## WORK ITEM
State how many lines of the data below hold the string "truck", giving nothing but the number.

## LISTED RECORDS
▼

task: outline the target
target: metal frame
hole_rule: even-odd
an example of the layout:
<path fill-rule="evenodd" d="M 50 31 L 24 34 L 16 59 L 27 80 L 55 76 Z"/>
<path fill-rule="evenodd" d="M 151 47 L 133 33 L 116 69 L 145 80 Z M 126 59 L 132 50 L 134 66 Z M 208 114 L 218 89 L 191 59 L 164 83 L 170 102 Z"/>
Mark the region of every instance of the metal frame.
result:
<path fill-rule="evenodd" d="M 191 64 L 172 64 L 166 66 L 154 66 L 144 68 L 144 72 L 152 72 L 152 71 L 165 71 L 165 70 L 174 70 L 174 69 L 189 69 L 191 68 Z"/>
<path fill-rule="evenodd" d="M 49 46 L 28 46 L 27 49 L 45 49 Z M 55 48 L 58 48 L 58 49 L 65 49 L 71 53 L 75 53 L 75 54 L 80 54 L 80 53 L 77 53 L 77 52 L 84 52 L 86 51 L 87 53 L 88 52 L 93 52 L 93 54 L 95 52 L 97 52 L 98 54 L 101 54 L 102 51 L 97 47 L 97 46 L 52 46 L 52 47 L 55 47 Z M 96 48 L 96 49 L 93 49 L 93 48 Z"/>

▲
▼

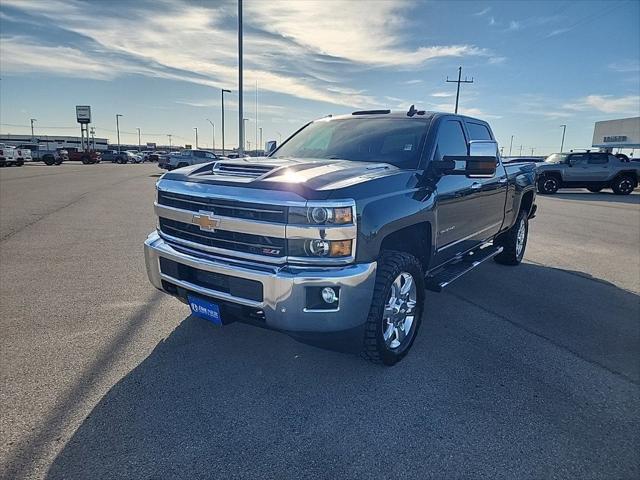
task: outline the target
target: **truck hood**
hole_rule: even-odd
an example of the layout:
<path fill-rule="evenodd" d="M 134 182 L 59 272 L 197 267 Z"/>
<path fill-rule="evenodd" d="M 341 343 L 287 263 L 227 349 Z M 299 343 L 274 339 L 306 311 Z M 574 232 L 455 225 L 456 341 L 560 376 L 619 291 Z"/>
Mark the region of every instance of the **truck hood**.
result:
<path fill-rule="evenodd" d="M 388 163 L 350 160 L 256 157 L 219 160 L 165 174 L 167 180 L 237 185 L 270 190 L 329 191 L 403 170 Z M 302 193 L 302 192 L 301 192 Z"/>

▲
▼

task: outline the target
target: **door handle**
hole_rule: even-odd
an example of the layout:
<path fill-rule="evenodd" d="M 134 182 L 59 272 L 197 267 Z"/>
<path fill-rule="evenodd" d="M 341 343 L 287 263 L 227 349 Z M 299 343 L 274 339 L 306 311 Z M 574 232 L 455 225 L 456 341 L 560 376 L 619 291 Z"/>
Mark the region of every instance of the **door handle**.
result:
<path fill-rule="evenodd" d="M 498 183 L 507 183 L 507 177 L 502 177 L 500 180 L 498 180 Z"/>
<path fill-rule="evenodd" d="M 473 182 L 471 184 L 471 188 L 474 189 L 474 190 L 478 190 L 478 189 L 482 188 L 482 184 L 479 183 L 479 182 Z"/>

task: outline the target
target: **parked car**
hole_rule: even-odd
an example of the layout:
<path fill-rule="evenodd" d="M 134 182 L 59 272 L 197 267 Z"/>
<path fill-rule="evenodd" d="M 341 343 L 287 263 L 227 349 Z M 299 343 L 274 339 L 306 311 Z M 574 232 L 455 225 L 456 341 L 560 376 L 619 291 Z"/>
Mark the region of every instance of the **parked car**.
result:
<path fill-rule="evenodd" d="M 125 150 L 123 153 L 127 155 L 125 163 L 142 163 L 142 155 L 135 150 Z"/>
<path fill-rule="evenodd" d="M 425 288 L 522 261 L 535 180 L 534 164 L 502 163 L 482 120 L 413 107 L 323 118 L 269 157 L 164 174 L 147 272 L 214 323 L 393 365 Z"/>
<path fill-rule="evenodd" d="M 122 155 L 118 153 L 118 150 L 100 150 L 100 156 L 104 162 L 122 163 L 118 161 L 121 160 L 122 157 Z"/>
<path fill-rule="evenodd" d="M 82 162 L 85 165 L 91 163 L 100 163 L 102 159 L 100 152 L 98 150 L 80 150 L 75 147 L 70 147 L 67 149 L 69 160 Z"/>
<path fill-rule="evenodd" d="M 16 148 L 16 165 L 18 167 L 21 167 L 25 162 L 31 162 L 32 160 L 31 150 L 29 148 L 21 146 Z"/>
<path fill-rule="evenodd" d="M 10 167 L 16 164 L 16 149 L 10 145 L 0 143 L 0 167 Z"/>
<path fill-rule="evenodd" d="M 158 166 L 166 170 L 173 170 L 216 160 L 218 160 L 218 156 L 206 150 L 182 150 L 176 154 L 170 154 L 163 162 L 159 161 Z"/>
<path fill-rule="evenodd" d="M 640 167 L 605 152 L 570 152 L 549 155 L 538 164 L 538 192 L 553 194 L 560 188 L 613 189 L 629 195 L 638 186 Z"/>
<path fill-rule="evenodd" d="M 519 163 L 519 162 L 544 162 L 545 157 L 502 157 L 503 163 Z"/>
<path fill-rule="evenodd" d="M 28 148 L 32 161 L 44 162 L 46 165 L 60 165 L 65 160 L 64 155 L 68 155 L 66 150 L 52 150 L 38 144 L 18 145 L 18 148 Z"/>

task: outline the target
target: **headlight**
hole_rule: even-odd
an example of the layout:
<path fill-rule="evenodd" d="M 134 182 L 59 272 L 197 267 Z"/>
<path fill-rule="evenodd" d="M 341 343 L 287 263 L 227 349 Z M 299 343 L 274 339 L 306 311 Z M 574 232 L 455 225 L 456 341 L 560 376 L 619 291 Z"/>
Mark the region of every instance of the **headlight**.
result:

▲

## PROBLEM SOLUTION
2